= Task data =
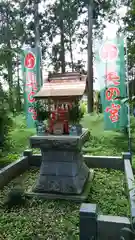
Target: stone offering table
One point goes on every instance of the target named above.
(62, 170)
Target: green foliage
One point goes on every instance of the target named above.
(60, 219)
(5, 120)
(41, 109)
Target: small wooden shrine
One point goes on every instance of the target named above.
(58, 94)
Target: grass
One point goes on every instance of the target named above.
(60, 219)
(54, 220)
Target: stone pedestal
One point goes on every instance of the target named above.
(62, 170)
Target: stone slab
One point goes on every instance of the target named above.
(67, 142)
(69, 197)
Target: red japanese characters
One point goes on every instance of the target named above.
(30, 61)
(108, 52)
(112, 93)
(31, 84)
(114, 112)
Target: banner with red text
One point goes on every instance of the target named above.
(31, 62)
(110, 67)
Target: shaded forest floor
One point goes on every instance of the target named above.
(60, 219)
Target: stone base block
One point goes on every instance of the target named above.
(70, 197)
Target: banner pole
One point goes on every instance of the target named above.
(128, 95)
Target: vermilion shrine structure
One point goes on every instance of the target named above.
(63, 173)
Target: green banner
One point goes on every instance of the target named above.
(110, 67)
(31, 62)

= What to produce =
Format every line of the records above as a numbered list, omitting blank lines and leaving the pictures out.

= Response =
1. Target: stone offering table
2. One point goes on every instance of the target named above.
3. (62, 170)
4. Target: green foliage
5. One point goes on every instance of the target named above.
6. (60, 219)
7. (5, 120)
8. (41, 109)
9. Target: small wooden shrine
10. One point goes on every instance of the target named above.
11. (58, 94)
12. Target: grass
13. One point goes on every instance of the target named above.
14. (60, 219)
15. (54, 220)
16. Target: stone pedestal
17. One point goes on every instance of the target named above.
18. (62, 170)
19. Target: stone slab
20. One point goes on every instance of the target named above.
21. (67, 142)
22. (69, 197)
23. Target: red japanese characters
24. One point goes on every instance of the target named above.
25. (30, 61)
26. (108, 52)
27. (112, 93)
28. (31, 84)
29. (114, 112)
30. Target: banner with red text
31. One point goes on every instance of the target named above.
32. (31, 62)
33. (110, 67)
34. Target: shaded forest floor
35. One point goes on every instance of the target named above.
36. (60, 219)
37. Target: stone base block
38. One point goes on every instance of the target named above.
39. (70, 197)
40. Target: banner pole
41. One point goes on every instance of the target named above.
42. (128, 95)
43. Target: vermilion shrine structure
44. One point goes on every instance of the target named above.
45. (63, 173)
46. Target: green banner
47. One point goes on every instance of the target named above.
48. (110, 67)
49. (31, 62)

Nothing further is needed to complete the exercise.